_Supplied material:_
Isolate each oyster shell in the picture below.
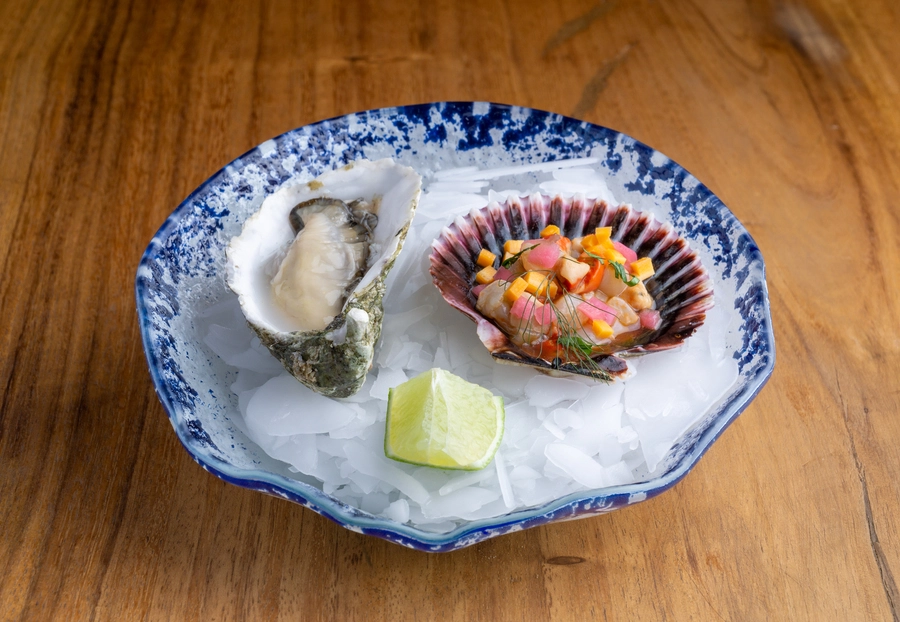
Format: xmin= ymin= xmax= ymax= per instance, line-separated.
xmin=227 ymin=159 xmax=422 ymax=397
xmin=429 ymin=194 xmax=713 ymax=381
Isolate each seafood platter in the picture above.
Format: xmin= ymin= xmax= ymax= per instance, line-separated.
xmin=136 ymin=102 xmax=774 ymax=551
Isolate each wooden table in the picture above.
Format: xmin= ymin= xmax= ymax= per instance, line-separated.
xmin=2 ymin=0 xmax=898 ymax=619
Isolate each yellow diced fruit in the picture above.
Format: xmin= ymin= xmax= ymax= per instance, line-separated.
xmin=540 ymin=224 xmax=560 ymax=238
xmin=547 ymin=281 xmax=560 ymax=300
xmin=609 ymin=249 xmax=627 ymax=264
xmin=630 ymin=257 xmax=655 ymax=280
xmin=475 ymin=250 xmax=492 ymax=268
xmin=503 ymin=251 xmax=514 ymax=264
xmin=524 ymin=271 xmax=551 ymax=296
xmin=504 ymin=277 xmax=529 ymax=303
xmin=475 ymin=266 xmax=497 ymax=285
xmin=476 ymin=248 xmax=496 ymax=268
xmin=591 ymin=320 xmax=614 ymax=339
xmin=504 ymin=239 xmax=523 ymax=254
xmin=594 ymin=227 xmax=612 ymax=242
xmin=583 ymin=243 xmax=612 ymax=260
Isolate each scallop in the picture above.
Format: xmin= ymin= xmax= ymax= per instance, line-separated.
xmin=429 ymin=193 xmax=713 ymax=381
xmin=227 ymin=159 xmax=422 ymax=397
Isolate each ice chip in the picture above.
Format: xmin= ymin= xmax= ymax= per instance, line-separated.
xmin=385 ymin=499 xmax=410 ymax=523
xmin=245 ymin=376 xmax=355 ymax=436
xmin=544 ymin=443 xmax=607 ymax=488
xmin=369 ymin=367 xmax=409 ymax=401
xmin=491 ymin=364 xmax=536 ymax=396
xmin=525 ymin=375 xmax=590 ymax=408
xmin=423 ymin=486 xmax=500 ymax=519
xmin=551 ymin=407 xmax=583 ymax=430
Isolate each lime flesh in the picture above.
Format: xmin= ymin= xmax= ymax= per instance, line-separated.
xmin=385 ymin=369 xmax=504 ymax=470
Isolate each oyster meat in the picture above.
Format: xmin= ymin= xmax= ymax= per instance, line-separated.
xmin=227 ymin=159 xmax=422 ymax=397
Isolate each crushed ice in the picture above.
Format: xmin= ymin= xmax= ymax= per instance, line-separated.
xmin=199 ymin=159 xmax=740 ymax=533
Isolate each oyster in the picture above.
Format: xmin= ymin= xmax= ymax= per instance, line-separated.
xmin=429 ymin=194 xmax=713 ymax=381
xmin=227 ymin=159 xmax=422 ymax=397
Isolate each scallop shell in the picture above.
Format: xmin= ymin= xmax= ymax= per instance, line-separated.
xmin=227 ymin=159 xmax=422 ymax=398
xmin=429 ymin=193 xmax=713 ymax=381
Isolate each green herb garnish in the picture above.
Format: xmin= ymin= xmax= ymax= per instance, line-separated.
xmin=501 ymin=244 xmax=539 ymax=268
xmin=582 ymin=250 xmax=640 ymax=286
xmin=557 ymin=334 xmax=594 ymax=357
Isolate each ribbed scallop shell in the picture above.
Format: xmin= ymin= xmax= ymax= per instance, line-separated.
xmin=429 ymin=194 xmax=713 ymax=380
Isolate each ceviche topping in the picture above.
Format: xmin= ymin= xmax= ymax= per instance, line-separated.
xmin=472 ymin=226 xmax=661 ymax=367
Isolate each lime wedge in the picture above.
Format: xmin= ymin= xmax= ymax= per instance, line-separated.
xmin=385 ymin=369 xmax=504 ymax=470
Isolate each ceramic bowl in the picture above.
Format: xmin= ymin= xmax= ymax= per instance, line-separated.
xmin=136 ymin=102 xmax=774 ymax=552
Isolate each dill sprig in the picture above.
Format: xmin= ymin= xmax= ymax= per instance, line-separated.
xmin=582 ymin=250 xmax=640 ymax=286
xmin=493 ymin=263 xmax=617 ymax=382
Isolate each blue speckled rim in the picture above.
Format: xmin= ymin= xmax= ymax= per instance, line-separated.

_Exercise:_
Go through the records above and, whenever a line includes the word "lime", copy it.

_Output for this exercise:_
Isolate each lime flesh in the picture above.
Isolate each lime wedge in the picture above.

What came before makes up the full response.